— begin —
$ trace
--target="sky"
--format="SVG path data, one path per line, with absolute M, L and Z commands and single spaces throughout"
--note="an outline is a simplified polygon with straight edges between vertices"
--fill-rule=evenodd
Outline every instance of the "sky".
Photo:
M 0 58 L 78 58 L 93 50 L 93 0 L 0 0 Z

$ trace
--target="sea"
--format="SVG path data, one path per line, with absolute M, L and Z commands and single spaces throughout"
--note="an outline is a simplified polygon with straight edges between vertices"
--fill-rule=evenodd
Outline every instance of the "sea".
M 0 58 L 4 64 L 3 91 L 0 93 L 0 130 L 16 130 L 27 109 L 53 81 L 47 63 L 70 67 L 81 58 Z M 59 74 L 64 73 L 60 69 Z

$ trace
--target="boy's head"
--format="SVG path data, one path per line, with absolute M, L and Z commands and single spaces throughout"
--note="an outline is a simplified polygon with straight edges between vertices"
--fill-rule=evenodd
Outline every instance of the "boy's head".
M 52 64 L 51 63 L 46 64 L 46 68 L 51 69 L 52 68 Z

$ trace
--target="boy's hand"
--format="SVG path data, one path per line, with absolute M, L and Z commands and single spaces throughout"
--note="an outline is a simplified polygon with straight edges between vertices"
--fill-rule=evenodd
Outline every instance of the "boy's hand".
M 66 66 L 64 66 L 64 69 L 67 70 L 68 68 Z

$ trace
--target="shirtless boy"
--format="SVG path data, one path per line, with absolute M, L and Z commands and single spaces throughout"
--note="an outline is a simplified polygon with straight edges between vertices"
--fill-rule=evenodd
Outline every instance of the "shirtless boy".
— end —
- _Goal_
Rewrite all the items above as one JSON list of strings, with each line as its own string and blank lines left out.

- _Final answer_
[
  "$ trace",
  "--target=\"sky\"",
  "--format=\"SVG path data, one path per line, with absolute M, L and Z commands and single spaces throughout\"",
  "--note=\"an outline is a simplified polygon with straight edges between vertices\"",
  "--fill-rule=evenodd",
  "Outline every instance of the \"sky\".",
  "Photo:",
  "M 0 58 L 78 58 L 93 50 L 93 0 L 0 0 Z",
  "$ trace",
  "--target=\"sea\"",
  "--format=\"SVG path data, one path per line, with absolute M, L and Z commands and single spaces throughout\"",
  "--note=\"an outline is a simplified polygon with straight edges between vertices\"",
  "--fill-rule=evenodd",
  "Outline every instance of the \"sea\".",
  "M 0 58 L 4 64 L 3 91 L 0 93 L 0 130 L 16 130 L 27 109 L 53 81 L 47 63 L 70 67 L 81 58 Z M 59 74 L 64 73 L 60 69 Z",
  "$ trace",
  "--target=\"boy's head\"",
  "--format=\"SVG path data, one path per line, with absolute M, L and Z commands and single spaces throughout\"",
  "--note=\"an outline is a simplified polygon with straight edges between vertices\"",
  "--fill-rule=evenodd",
  "Outline every instance of the \"boy's head\".",
  "M 52 64 L 51 63 L 46 64 L 46 68 L 51 69 L 52 68 Z",
  "$ trace",
  "--target=\"boy's hand\"",
  "--format=\"SVG path data, one path per line, with absolute M, L and Z commands and single spaces throughout\"",
  "--note=\"an outline is a simplified polygon with straight edges between vertices\"",
  "--fill-rule=evenodd",
  "Outline every instance of the \"boy's hand\".",
  "M 66 66 L 64 66 L 64 69 L 67 70 L 68 68 Z",
  "$ trace",
  "--target=\"shirtless boy\"",
  "--format=\"SVG path data, one path per line, with absolute M, L and Z commands and single spaces throughout\"",
  "--note=\"an outline is a simplified polygon with straight edges between vertices\"",
  "--fill-rule=evenodd",
  "Outline every instance of the \"shirtless boy\"."
]